▶ **Data to process**
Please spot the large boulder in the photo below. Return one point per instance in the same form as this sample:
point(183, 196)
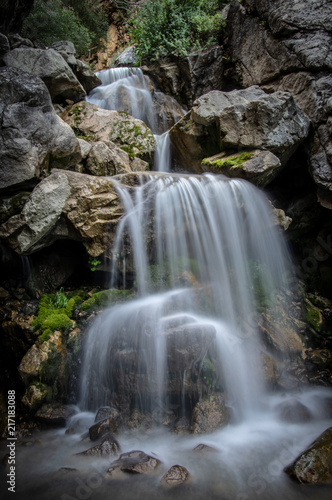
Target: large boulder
point(314, 465)
point(32, 138)
point(92, 122)
point(66, 205)
point(247, 120)
point(51, 67)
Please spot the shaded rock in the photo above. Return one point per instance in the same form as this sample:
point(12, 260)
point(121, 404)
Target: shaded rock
point(108, 446)
point(50, 66)
point(103, 427)
point(135, 462)
point(65, 205)
point(55, 414)
point(314, 465)
point(247, 120)
point(35, 395)
point(189, 77)
point(32, 137)
point(258, 167)
point(209, 415)
point(293, 411)
point(204, 449)
point(129, 133)
point(176, 475)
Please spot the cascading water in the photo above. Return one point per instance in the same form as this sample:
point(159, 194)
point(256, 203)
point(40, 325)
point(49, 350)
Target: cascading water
point(127, 89)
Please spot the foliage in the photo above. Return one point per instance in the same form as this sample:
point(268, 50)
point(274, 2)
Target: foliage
point(81, 22)
point(163, 27)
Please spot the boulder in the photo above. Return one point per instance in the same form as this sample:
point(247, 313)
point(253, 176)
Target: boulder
point(51, 67)
point(209, 415)
point(32, 137)
point(314, 465)
point(246, 120)
point(65, 205)
point(176, 475)
point(128, 133)
point(135, 462)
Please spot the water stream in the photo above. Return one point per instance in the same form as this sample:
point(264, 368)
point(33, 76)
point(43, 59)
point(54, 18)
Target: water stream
point(203, 254)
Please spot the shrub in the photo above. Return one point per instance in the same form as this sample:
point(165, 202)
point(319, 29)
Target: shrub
point(163, 27)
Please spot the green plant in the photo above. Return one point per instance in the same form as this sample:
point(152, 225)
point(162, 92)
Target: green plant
point(163, 27)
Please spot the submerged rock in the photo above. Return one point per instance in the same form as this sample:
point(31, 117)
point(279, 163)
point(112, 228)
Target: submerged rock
point(314, 465)
point(135, 462)
point(176, 475)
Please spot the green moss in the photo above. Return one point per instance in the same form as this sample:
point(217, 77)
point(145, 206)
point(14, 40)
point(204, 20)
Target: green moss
point(104, 298)
point(233, 162)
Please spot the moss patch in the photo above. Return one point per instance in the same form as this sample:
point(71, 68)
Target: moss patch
point(104, 298)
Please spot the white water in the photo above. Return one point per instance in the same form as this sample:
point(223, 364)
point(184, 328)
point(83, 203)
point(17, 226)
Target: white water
point(127, 89)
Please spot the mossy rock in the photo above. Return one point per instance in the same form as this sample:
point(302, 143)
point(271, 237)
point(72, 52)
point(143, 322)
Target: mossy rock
point(104, 298)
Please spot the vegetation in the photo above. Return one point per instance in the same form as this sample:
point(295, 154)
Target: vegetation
point(163, 27)
point(83, 22)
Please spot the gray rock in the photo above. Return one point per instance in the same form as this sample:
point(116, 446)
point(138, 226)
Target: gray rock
point(50, 66)
point(176, 475)
point(32, 137)
point(246, 119)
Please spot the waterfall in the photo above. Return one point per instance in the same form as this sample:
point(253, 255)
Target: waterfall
point(205, 254)
point(127, 89)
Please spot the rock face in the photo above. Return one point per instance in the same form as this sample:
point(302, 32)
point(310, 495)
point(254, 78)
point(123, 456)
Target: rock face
point(314, 465)
point(246, 120)
point(51, 67)
point(33, 137)
point(132, 135)
point(65, 205)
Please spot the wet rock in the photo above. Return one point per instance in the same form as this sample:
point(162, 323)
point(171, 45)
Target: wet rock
point(176, 475)
point(129, 133)
point(244, 120)
point(293, 411)
point(108, 446)
point(32, 137)
point(314, 465)
point(134, 462)
point(204, 449)
point(103, 427)
point(209, 415)
point(50, 66)
point(55, 414)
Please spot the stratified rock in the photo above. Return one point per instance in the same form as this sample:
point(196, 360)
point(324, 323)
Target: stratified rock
point(209, 415)
point(32, 137)
point(246, 120)
point(314, 465)
point(293, 411)
point(135, 462)
point(51, 67)
point(65, 205)
point(55, 414)
point(176, 475)
point(103, 427)
point(129, 133)
point(108, 446)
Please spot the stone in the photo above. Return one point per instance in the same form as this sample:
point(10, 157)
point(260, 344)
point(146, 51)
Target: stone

▶ **Directions**
An exact copy of the lines above, from the one containing "point(162, 92)" down to the one containing "point(112, 228)" and including both, is the whole answer; retype it and nothing else.

▶ **Your solution**
point(162, 92)
Target: green plant
point(163, 27)
Please spot the submerged rock in the photo above. Return one point per instance in the same form as this sample:
point(31, 117)
point(279, 163)
point(112, 228)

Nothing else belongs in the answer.